Put every line of the data below into a numbered list, skipping any blank lines and leaving the pictures out of your answer.

****

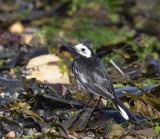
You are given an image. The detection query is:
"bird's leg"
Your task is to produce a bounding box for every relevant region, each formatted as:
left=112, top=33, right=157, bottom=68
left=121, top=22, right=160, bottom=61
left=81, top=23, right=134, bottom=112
left=95, top=96, right=102, bottom=109
left=86, top=93, right=93, bottom=105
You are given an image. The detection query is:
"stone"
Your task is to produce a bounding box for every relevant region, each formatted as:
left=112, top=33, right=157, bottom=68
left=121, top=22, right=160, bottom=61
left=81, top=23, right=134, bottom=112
left=26, top=54, right=70, bottom=84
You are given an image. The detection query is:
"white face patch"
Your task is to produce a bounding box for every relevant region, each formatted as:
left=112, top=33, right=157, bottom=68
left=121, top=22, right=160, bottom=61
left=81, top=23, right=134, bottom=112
left=118, top=106, right=129, bottom=120
left=74, top=44, right=91, bottom=58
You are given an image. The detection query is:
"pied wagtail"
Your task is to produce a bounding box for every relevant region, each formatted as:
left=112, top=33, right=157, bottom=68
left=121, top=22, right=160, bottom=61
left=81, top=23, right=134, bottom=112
left=67, top=44, right=137, bottom=121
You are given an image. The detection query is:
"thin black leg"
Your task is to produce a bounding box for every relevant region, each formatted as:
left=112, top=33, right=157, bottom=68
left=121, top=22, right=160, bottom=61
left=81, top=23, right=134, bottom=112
left=96, top=96, right=102, bottom=109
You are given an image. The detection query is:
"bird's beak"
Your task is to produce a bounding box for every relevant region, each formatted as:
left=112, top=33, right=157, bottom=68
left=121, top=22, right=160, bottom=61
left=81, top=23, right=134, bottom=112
left=65, top=45, right=77, bottom=56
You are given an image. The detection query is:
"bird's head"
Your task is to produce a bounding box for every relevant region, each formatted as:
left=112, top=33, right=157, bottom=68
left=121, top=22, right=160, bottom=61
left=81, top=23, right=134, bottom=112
left=68, top=43, right=95, bottom=58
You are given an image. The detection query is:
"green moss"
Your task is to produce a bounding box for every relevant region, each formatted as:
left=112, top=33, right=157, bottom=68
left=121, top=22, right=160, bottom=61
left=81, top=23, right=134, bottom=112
left=153, top=123, right=160, bottom=136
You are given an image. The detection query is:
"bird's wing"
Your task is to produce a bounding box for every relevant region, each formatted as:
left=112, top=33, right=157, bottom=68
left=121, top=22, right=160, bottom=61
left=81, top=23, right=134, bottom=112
left=73, top=59, right=115, bottom=98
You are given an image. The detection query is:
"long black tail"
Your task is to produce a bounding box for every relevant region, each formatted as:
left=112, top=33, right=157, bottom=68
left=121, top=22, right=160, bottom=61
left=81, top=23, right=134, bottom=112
left=112, top=98, right=137, bottom=121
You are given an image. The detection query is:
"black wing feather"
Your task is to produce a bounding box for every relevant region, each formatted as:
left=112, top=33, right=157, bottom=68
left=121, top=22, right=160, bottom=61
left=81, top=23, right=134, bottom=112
left=72, top=59, right=115, bottom=99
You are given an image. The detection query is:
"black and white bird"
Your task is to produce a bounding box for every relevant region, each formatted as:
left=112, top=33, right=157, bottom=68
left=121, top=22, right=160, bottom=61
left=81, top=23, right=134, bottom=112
left=65, top=44, right=137, bottom=121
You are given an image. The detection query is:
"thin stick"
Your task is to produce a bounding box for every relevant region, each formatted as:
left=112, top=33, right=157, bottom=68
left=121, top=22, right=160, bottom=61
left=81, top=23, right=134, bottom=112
left=109, top=59, right=127, bottom=78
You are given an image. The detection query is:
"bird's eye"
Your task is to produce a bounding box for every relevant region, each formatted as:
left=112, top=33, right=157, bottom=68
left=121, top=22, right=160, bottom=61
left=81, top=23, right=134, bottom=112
left=81, top=48, right=85, bottom=52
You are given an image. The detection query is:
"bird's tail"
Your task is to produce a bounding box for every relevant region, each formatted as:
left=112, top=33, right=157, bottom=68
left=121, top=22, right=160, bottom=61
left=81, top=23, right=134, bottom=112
left=112, top=98, right=137, bottom=121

****

- [SOLUTION FOR THIS PROBLEM]
1. You are given an image. The detection query is:
2. "bird's leg"
3. Your task is to produce a bounding box for every relevant region, each formatted as:
4. left=112, top=33, right=157, bottom=68
5. left=121, top=22, right=160, bottom=61
6. left=81, top=23, right=134, bottom=112
7. left=95, top=96, right=102, bottom=109
8. left=86, top=93, right=93, bottom=105
9. You are given an image. The detection query is:
10. "stone"
11. Your task is to produce a bounding box for every relevant region, each formatted as:
12. left=112, top=33, right=157, bottom=68
13. left=121, top=22, right=160, bottom=61
14. left=81, top=23, right=134, bottom=112
15. left=26, top=54, right=70, bottom=84
16. You are given an image. The detection query is:
17. "white face patch"
18. Your task is to produce a bounding box for every relevant region, each formatted as:
19. left=112, top=33, right=157, bottom=68
20. left=121, top=22, right=160, bottom=61
21. left=81, top=23, right=134, bottom=112
22. left=118, top=106, right=129, bottom=120
23. left=74, top=44, right=91, bottom=58
24. You are given an image. The detection query is:
25. "pied wagtail"
26. Your task is to produce a bounding box for every relevant region, each formatted as:
27. left=112, top=33, right=157, bottom=68
28. left=121, top=22, right=160, bottom=61
29. left=81, top=23, right=134, bottom=112
30. left=67, top=44, right=137, bottom=121
31. You are given an image. The detection query is:
32. "thin black leg"
33. Your task is to produce a bounding box for every relevant region, each formatted as:
34. left=112, top=33, right=157, bottom=68
35. left=121, top=22, right=160, bottom=61
36. left=81, top=23, right=134, bottom=112
37. left=96, top=96, right=102, bottom=109
38. You are given an image. The detection query is:
39. "bird's beak"
40. Your task is to produce a bounding box for every relevant region, each formatted as:
41. left=112, top=33, right=157, bottom=68
42. left=121, top=22, right=160, bottom=61
43. left=81, top=23, right=134, bottom=112
44. left=65, top=45, right=77, bottom=56
45. You are given an image. The detection query is:
46. "bird's head"
47. Your task is to produce a bounding box for every relevant region, each formatted as:
48. left=112, top=33, right=157, bottom=68
49. left=121, top=22, right=160, bottom=61
50. left=81, top=23, right=134, bottom=112
51. left=68, top=43, right=95, bottom=58
52. You are given an image. The detection query is:
53. "green moss"
54. Your task is to produce a bounding box for every relevant region, each formatted as:
55. left=112, top=33, right=157, bottom=68
56. left=121, top=22, right=160, bottom=61
57. left=81, top=23, right=134, bottom=112
58. left=153, top=123, right=160, bottom=136
59. You are given an image. The detection query is:
60. "bird's wing"
61. Your task is to produce a bounding box for every relevant region, each formatted as:
62. left=112, top=33, right=157, bottom=68
63. left=121, top=22, right=160, bottom=61
64. left=81, top=23, right=134, bottom=112
65. left=73, top=59, right=115, bottom=98
66. You are given an image. The detection query is:
67. "long black tail"
68. Your task is to produce a bounding box for every relevant region, each formatted as:
69. left=112, top=33, right=157, bottom=68
70. left=121, top=22, right=160, bottom=61
71. left=81, top=23, right=134, bottom=112
72. left=112, top=98, right=137, bottom=121
73. You are given an image. The detection query is:
74. "black wing feather"
75. Your task is to produce a bounding box for every relevant region, each formatted as:
76. left=112, top=33, right=157, bottom=68
77. left=121, top=22, right=160, bottom=61
78. left=81, top=23, right=134, bottom=112
79. left=72, top=59, right=115, bottom=99
80. You are given an image. The detection query is:
81. "black and white bird"
82. Your task is to produce a bounding box for every relevant region, each formatted as:
83. left=112, top=33, right=157, bottom=68
84. left=121, top=22, right=160, bottom=61
85. left=81, top=23, right=134, bottom=112
86. left=65, top=44, right=137, bottom=121
87. You are given an image. The detection query is:
88. "thin stick"
89. Your task is to produce a bounding box for every relevant region, each formatted as:
90. left=112, top=33, right=157, bottom=68
91. left=121, top=22, right=160, bottom=61
92. left=81, top=23, right=134, bottom=112
93. left=109, top=59, right=127, bottom=78
94. You are given an image. The detection query is:
95. "bird's eye"
96. Your task is to produce a bounding box for every relevant region, each formatted as:
97. left=112, top=33, right=157, bottom=68
98. left=121, top=22, right=160, bottom=61
99. left=81, top=23, right=134, bottom=112
100. left=81, top=48, right=85, bottom=52
101. You are given an image. The detection query is:
102. "bird's tail"
103. Your task is to produce a bounding box for every relevant region, each formatted as:
104. left=112, top=33, right=157, bottom=68
105. left=121, top=22, right=160, bottom=61
106. left=81, top=23, right=134, bottom=112
107. left=112, top=98, right=137, bottom=121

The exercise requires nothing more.